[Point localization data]

——

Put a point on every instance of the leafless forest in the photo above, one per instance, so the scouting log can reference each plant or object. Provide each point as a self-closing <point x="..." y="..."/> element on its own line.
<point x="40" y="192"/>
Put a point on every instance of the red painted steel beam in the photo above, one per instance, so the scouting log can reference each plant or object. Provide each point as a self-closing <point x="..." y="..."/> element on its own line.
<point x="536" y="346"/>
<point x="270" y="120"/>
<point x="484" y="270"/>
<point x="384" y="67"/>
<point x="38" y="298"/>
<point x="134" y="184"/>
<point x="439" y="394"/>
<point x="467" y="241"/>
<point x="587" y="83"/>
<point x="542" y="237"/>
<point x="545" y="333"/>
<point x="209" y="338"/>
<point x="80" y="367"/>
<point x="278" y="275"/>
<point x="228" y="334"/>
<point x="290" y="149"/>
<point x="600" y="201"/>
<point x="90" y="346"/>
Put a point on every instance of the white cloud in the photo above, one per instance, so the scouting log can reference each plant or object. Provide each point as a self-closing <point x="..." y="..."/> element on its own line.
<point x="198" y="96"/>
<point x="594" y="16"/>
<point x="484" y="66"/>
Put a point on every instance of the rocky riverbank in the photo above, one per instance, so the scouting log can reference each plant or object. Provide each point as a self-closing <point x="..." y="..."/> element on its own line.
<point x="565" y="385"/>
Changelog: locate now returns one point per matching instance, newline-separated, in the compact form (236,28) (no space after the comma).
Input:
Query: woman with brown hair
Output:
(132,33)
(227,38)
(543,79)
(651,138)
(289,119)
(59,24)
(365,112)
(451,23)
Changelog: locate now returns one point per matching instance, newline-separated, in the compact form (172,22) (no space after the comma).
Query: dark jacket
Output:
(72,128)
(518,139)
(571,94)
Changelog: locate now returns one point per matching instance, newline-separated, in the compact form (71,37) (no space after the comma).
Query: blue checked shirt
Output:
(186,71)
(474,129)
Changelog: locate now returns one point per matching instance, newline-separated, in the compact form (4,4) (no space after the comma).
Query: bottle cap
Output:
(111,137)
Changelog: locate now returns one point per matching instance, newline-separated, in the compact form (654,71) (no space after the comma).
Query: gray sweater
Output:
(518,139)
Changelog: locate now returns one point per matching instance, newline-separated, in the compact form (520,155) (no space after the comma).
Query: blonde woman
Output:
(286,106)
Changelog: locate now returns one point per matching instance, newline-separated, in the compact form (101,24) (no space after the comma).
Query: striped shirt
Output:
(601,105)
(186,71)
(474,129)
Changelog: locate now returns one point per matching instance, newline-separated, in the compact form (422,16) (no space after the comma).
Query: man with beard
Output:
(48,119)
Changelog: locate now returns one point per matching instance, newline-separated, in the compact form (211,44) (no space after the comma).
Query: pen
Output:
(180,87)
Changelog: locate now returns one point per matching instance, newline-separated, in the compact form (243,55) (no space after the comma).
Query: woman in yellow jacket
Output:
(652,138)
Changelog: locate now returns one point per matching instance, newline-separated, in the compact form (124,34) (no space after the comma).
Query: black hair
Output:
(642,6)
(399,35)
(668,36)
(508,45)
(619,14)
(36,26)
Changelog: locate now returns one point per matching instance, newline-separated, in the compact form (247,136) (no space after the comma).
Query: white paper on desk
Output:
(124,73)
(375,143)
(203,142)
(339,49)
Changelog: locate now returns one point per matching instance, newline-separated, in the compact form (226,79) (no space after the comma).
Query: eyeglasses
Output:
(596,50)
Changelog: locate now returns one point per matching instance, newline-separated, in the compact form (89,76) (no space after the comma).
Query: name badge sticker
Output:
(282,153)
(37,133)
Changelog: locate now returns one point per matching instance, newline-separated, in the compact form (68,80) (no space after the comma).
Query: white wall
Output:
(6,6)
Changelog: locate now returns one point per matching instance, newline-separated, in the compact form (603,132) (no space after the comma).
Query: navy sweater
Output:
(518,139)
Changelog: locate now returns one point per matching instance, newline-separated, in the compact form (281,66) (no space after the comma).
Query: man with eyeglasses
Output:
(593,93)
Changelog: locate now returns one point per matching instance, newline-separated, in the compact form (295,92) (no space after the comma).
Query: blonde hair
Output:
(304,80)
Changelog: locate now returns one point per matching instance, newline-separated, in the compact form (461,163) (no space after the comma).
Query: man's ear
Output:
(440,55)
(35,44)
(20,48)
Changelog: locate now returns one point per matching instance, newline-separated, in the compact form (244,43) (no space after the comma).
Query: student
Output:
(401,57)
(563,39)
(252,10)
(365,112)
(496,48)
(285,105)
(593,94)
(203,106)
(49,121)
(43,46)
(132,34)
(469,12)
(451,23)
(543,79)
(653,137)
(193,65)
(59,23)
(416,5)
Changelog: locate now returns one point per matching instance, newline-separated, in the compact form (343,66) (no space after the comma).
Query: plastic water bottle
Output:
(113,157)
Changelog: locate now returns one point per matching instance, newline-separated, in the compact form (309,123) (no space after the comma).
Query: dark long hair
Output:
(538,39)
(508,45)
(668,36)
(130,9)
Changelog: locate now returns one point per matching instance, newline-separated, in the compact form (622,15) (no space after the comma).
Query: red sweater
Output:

——

**Problem requirements**
Reproduce all of the data above, exactly and without omission.

**Completed exercise**
Put a point on every instance of the leafless forest in the photo above, one per instance, so the scouting log can reference each plant or object. Provide each point as a self-closing <point x="..." y="..."/> element on its own line.
<point x="40" y="192"/>
Put a point on every instance of the red painted steel beam in the photo above, one per instance, so the scouting log can reference each plant or object. Provide each point as a self-closing <point x="..." y="..."/> element on its own line.
<point x="536" y="346"/>
<point x="270" y="120"/>
<point x="484" y="270"/>
<point x="384" y="67"/>
<point x="38" y="298"/>
<point x="134" y="184"/>
<point x="439" y="394"/>
<point x="467" y="241"/>
<point x="587" y="83"/>
<point x="542" y="237"/>
<point x="545" y="333"/>
<point x="209" y="338"/>
<point x="80" y="367"/>
<point x="278" y="275"/>
<point x="228" y="334"/>
<point x="290" y="149"/>
<point x="600" y="201"/>
<point x="90" y="346"/>
Put a point on every instance of the white cloud in the photo above, one per instance, so the scouting log can reference each plant or object. Provide each point as a self-closing <point x="..." y="..."/> element on its own line.
<point x="198" y="96"/>
<point x="594" y="16"/>
<point x="484" y="66"/>
Put a point on every instance of the rocky riverbank in the photo above, one per instance, so the scouting log can reference each plant or object. Provide each point as a self-closing <point x="..." y="..."/> element on its own line.
<point x="565" y="385"/>
Changelog: locate now returns one point per matching instance, newline-separated, in the compact form (236,28) (no space after the comma).
Input:
Query: woman with brown hair
Output:
(132,33)
(227,38)
(543,79)
(651,138)
(289,119)
(59,24)
(365,112)
(451,23)
Changelog: locate now returns one point per matching instance, newline-separated, in the compact form (172,22) (no space after the comma).
Query: dark jacket
Output:
(72,128)
(518,139)
(571,94)
Changelog: locate now returns one point per matching instance, newline-separated, in the compact form (71,37) (no space after the comma).
Query: blue checked shirt
Output:
(186,71)
(474,129)
Changelog: locate now returns one point per matching instance, newline-separated, in the compact form (4,4) (no space after the comma).
Query: bottle cap
Output:
(111,137)
Changelog: locate now returns one point per matching instance, newline-separated, in the compact form (654,71) (no space after the comma).
Query: gray sweater
Output:
(518,139)
Changelog: locate now returns one point per matching instance, newline-separated, in the compact form (520,155) (no space after the comma).
Query: blonde woman
Output:
(286,106)
Changelog: locate now returns one point per matching instance, newline-separated, in the compact form (101,24) (no space after the comma).
Query: striped shirt
Output:
(601,105)
(186,71)
(474,129)
Changelog: locate now returns one point per matching instance, newline-separated, in the compact form (422,16) (no space after the comma).
Query: man with beard
Output:
(48,119)
Changelog: locate now returns one point per matching instance, newline-separated, in the compact form (211,44) (no space after the comma).
Query: pen
Output:
(180,87)
Changelog: locate now returns one point per matching instance, newline-separated, in the compact form (243,55) (no space after the comma).
Query: woman in yellow jacket
Output:
(652,138)
Changelog: locate now returns one point per matching instance, newline-separated, in the compact form (124,34) (no space after the comma).
Query: black hair
Output:
(642,6)
(399,35)
(668,36)
(508,45)
(619,14)
(36,26)
Changelog: locate now returns one point per matching instance, newline-separated, in the compact form (247,136) (no space after the comma).
Query: white paper on desk
Output:
(124,73)
(375,143)
(203,142)
(339,49)
Changelog: locate now returns one point per matching instance, newline-separated, in the compact form (226,79) (no space after the comma).
Query: eyeglasses
Output:
(596,50)
Changelog: locate now returns one point per matching instance, newline-separated, in the compact form (89,76) (no space after the comma).
Query: name badge sticker
Output:
(282,153)
(37,133)
Changelog: locate now returns one point per matching instance, newline-separated, in the compact form (68,80) (no space after the comma).
Query: white wall
Output:
(6,6)
Changelog: locate now returns one point per matching instance, newline-separated, in the compact form (603,132) (no space after the comma).
Query: navy sweater
Output:
(518,139)
Changelog: locate now returns one point per matching instance, newline-separated, in the compact form (281,66) (no space after the comma).
Query: man with eyeglasses
Output:
(593,93)
Changelog: locate now returns one point per matching instance, newline-separated, in the compact form (295,92) (no space after the comma).
Query: blonde hair
Output:
(304,80)
Changelog: locate now returns one point per matching instance, newline-separated, in the compact form (461,163) (no space after the comma).
Query: man's ear
Output:
(440,55)
(35,44)
(20,48)
Changelog: locate now returns one point per matching instance, newline-separated, in the compact form (244,43) (no space after the comma).
Query: student
Output:
(401,57)
(563,39)
(252,10)
(365,112)
(496,48)
(285,105)
(593,94)
(203,106)
(49,121)
(43,46)
(132,34)
(469,12)
(451,23)
(543,79)
(653,137)
(193,65)
(59,23)
(416,5)
Changelog: locate now returns one point per matching instance, newline-separated, in the compact form (343,66) (no space after the comma).
Query: plastic water bottle
Output:
(113,157)
Changelog: locate now returns one point per matching instance, newline-separated, in the compact form (309,123) (no space after the comma).
Query: dark long hair
Output:
(538,39)
(508,45)
(668,36)
(130,9)
Changelog: locate now returns one point per matching instance, newline-separated, in the compact form (622,15) (no space after the comma).
Query: red sweater
Output:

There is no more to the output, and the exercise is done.